## To do
All lines of the material should be given again exactly.

Stored data Block Start

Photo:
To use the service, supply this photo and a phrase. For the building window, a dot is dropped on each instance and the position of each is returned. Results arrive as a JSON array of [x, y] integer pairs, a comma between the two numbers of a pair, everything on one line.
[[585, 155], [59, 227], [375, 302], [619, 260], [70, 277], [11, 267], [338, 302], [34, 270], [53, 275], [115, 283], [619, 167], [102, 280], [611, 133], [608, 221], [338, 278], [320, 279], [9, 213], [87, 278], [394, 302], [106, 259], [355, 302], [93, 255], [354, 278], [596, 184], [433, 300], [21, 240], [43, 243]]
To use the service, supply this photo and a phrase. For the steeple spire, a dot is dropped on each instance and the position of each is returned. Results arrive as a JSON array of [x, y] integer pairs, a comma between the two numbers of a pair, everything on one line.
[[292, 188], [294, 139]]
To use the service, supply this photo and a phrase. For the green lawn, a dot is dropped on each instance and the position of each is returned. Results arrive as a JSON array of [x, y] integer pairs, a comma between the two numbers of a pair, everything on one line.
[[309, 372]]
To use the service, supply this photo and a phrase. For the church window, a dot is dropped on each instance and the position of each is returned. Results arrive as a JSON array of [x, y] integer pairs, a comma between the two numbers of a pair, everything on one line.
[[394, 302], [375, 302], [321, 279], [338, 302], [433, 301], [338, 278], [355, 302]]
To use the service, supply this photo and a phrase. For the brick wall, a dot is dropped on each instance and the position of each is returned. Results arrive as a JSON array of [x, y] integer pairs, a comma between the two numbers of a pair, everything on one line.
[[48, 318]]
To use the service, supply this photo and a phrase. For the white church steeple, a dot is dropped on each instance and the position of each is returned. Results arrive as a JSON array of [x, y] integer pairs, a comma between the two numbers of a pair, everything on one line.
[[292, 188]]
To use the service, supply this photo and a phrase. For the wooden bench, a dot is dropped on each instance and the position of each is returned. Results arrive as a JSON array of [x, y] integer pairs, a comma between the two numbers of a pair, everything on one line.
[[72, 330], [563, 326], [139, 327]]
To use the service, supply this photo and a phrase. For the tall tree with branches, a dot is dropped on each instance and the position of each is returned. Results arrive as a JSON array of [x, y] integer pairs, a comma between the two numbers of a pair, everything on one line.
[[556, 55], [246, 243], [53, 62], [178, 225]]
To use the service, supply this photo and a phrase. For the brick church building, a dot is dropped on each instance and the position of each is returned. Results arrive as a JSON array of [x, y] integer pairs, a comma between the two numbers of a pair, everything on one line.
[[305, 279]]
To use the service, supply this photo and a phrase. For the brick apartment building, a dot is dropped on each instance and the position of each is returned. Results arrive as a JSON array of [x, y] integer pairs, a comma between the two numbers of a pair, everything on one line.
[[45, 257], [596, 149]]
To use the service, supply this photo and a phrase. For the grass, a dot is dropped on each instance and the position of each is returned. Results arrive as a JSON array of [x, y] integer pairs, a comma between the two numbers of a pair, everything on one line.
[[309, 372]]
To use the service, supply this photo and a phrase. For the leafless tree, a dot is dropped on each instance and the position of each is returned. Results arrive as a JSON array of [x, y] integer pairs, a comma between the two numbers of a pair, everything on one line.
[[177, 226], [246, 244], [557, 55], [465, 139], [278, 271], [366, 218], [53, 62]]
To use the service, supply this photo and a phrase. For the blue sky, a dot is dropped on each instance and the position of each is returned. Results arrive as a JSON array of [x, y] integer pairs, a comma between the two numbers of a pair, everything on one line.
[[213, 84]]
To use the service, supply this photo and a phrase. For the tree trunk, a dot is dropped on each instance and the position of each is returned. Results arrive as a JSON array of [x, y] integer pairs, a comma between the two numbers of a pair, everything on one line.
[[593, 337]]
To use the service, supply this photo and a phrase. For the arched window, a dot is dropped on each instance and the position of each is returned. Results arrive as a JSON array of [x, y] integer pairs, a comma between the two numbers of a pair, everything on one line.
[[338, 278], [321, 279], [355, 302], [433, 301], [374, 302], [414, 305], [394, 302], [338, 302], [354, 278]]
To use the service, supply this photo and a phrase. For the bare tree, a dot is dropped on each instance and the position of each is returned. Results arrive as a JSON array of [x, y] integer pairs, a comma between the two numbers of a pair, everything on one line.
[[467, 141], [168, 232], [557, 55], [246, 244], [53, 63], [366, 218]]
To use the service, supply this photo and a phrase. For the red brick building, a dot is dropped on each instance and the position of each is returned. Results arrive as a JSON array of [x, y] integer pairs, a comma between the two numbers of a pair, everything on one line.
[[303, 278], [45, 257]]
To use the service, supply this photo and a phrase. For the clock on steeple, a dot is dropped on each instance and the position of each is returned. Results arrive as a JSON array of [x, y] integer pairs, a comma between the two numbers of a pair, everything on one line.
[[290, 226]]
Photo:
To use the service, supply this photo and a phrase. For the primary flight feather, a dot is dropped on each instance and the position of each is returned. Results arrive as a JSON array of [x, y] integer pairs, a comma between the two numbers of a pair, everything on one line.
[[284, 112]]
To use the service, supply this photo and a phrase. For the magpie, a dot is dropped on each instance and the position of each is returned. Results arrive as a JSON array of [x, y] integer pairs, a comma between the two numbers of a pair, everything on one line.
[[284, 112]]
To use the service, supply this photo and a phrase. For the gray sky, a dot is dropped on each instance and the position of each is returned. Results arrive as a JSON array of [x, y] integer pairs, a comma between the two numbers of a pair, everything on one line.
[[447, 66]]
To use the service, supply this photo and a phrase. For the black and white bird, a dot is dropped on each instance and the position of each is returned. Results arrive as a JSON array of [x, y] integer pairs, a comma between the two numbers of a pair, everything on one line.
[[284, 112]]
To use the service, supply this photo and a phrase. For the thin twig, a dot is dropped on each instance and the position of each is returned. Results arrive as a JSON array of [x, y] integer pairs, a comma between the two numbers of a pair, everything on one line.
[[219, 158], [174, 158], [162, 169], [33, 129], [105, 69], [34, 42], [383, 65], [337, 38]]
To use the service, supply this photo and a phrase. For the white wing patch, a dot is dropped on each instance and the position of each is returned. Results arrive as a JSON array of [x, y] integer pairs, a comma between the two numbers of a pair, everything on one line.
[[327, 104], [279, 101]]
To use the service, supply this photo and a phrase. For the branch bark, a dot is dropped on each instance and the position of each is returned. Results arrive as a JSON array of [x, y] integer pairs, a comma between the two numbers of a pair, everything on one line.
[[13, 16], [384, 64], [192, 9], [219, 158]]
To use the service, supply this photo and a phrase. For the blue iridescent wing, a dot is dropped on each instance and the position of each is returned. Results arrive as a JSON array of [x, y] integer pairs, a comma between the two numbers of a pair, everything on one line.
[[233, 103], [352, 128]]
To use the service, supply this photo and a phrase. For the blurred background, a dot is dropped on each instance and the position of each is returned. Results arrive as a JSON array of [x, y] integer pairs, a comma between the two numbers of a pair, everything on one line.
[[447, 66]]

Stored data Block End

## Answer below
Photo:
To use the service, supply this photo and a phrase. For the building window, a dot is dropped on each instance and the position of each is returned. Results arrive as a JSON array of [x, y] integer pairs, a comma between the two numbers of a pair, everything on one line.
[[585, 155], [59, 227], [375, 302], [619, 260], [70, 277], [11, 267], [338, 302], [34, 270], [53, 275], [115, 283], [619, 167], [102, 280], [611, 133], [608, 221], [338, 278], [320, 279], [9, 213], [87, 278], [394, 302], [106, 259], [355, 302], [93, 255], [354, 278], [596, 184], [433, 300], [21, 240], [43, 243]]
To use the service, supply this photo and a phrase. For the steeple spire, a dot is dropped on each instance and the position of each is returned. Results arrive as a JSON array of [x, y] integer pairs, a comma between the two numbers of a pair, everything on one line.
[[292, 188], [294, 139]]
To use the service, supply this photo and a phrase. For the green lawn, a dot is dropped on each instance and the position of each is returned. Results arrive as a JSON array of [x, y] integer pairs, a comma between the two numbers of a pair, everything on one line.
[[309, 372]]
To use the service, supply this photo and a phrase. For the church window, a dot is dropped on each instance and the position of each is returned. Results arrive as a JSON array of [x, y] integer pairs, a comma between the two numbers of a pair, everything on one line.
[[394, 302], [375, 302], [321, 279], [338, 302], [433, 301], [338, 278], [355, 302]]
To use the service, supply this photo and a phrase. For the brick wall, a dot is dropped on each instance and the position of each is returned. Results arrive as a JSON array of [x, y] integer pairs, a comma between the two numbers of a pair, everything on one line.
[[48, 318]]
To use the service, supply this photo and a phrase. For the white church steeple, a dot is dropped on each instance and the position of each is returned. Results arrive as a JSON array of [x, y] integer pairs, a comma between the two numbers of a pair, everything on one line.
[[292, 188]]
To use the service, supply this photo and a phrase. For the wooden bench, a dot is dropped on each instance and the position of each is returned. Results arrive as a JSON array of [x, y] integer pairs, a comma between the two numbers of a pair, everything on one line.
[[72, 330], [563, 326], [139, 327]]
To use the service, supply this photo and a phrase. For the tall tree with branches, a dot is dropped on each instance and the position of each is returned. Results arrive as a JSON array of [x, y] integer pairs, a comma between the two numbers of a pair, everything on one line.
[[556, 55], [246, 243], [53, 62], [178, 225]]
To use the service, supply this photo and a phrase. For the brick church building, a dot is dropped on each instance and the position of each is returned. Results arrive as a JSON array of [x, y] integer pairs, a comma between the two numbers of a pair, everything on one line.
[[305, 279]]
To use the service, supply this photo and a phrase. For the brick apartment building, a dot is dropped on each instance and the position of each is returned. Results arrive as a JSON array of [x, y] integer pairs, a comma between the two numbers of a pair, everything on one line.
[[45, 257], [596, 149]]
To use the service, supply this photo and a phrase. For the grass, a dot is dropped on each instance and the position of each is returned. Results arrive as a JSON array of [x, y] integer pairs, a comma between the two numbers of a pair, everything on one line.
[[309, 372]]
To use the service, supply this photo and a phrase. For the leafless tree, a dot is dropped on each instance and the position of each is returned. Results arrive as a JSON array of [x, y] integer pairs, a comma between the two numbers of a pair, everything on one line.
[[177, 226], [246, 244], [557, 55], [465, 139], [278, 271], [366, 218], [53, 62]]
To use the service, supply this photo and a phrase. For the blue sky, a dot is dropped on each instance and the position of each is returned. Results arrive as a JSON array of [x, y] integer pairs, a comma between the two numbers of a pair, everything on one line.
[[213, 84]]
To use the service, supply this photo and a phrase. For the tree trunk, a dot is dropped on each instance and the position of each is returned. Results arrive as a JSON array of [x, y] integer pairs, a comma between the two numbers of a pair, everything on one line.
[[593, 337]]
To use the service, supply this photo and a phrase. For the arched window, a dot is dropped on each instance and the position of each is returned. Results arrive as a JSON array of [x, y] integer pairs, a comma between the two numbers of a pair, everything on one line.
[[338, 278], [321, 279], [355, 302], [433, 301], [374, 302], [414, 305], [394, 302], [338, 302], [354, 278]]
To use the service, supply this photo and a phrase. For the bare tree, a dot is dropped on each instance and the position of each is returned. Results arrive as a JSON array of [x, y] integer pairs, a comma between the two numbers of a pair, everything on one line.
[[467, 141], [168, 232], [557, 55], [246, 244], [53, 63], [366, 218]]
To use the service, supply this photo and a phrase. For the red brick building, a dot is dropped on each instance and the position of each is returned. Results arrive as a JSON array of [x, y] integer pairs, a comma between the two numbers of a pair, everything on one line.
[[303, 278], [45, 257]]
To use the service, supply this photo and a phrase. For the clock on steeple, a dot is dropped on each instance and the position of each is returned. Results arrive as a JSON array of [x, y] integer pairs, a comma between the two numbers of a pair, everything on one line.
[[290, 226]]
Photo:
To use the service, supply this photo and a phrase. For the primary flight feather, a dot is dropped on each instance and the position of each is returned. Results arrive as a JSON array of [x, y] integer pairs, a comma between the two numbers of a pair, everything on one line.
[[284, 112]]
To use the service, supply this photo and a phrase. For the magpie, a dot is dropped on each instance and the position of each is returned. Results arrive as a JSON array of [x, y] integer pairs, a comma between the two numbers of a pair, everything on one line.
[[284, 112]]
To use the service, supply this photo and a phrase. For the gray sky, a dot is dropped on each instance and the position of each is returned. Results arrive as a JSON array of [x, y] integer pairs, a comma between the two numbers of a pair, everything on one line.
[[447, 66]]
To use the service, supply this photo and a phrase. For the black and white bird, a dot is dropped on each instance and the position of each is returned. Results arrive as a JSON array of [x, y] integer pairs, a comma between the two numbers of a pair, everything on one line.
[[284, 112]]
To use the service, supply this photo and a phrase. For the thin twig, a dot is dropped on each instance and the position of each is returned. Results arrive as a JSON array of [x, y] integer pairs, a comma between the two numbers of a pair, everything on one line.
[[219, 158], [174, 158], [162, 169], [33, 129], [105, 69], [34, 42], [383, 65], [337, 38]]
To use the service, supply this photo and a phrase. For the white wing patch, a dot is dropped on each instance and the position of each is returned. Results arrive as a JSON array of [x, y] integer pairs, a comma between the two numbers of a pair, everything on one line.
[[327, 104], [279, 101]]
To use the service, supply this photo and a phrase. For the branch bark, a dot is dropped on each instance and the position of each is returned. Results arrive as a JSON array of [x, y] integer pairs, a comma between the two numbers of a pair, everything on one line.
[[13, 16], [384, 64], [192, 9], [219, 158]]
To use the service, supply this photo and a phrase. For the blue iridescent wing, a dot is dropped on each instance and the position of each is returned. Results arrive as a JSON array of [x, y] integer pairs, a comma between the two numbers of a pair, everything on one line.
[[233, 103], [352, 128]]
To use the service, supply this photo and a phrase. For the blurred background, a dot is dropped on each instance and the position of each is returned. Results arrive as a JSON array of [x, y] integer pairs, a comma between the two numbers of a pair, everything on one line.
[[447, 66]]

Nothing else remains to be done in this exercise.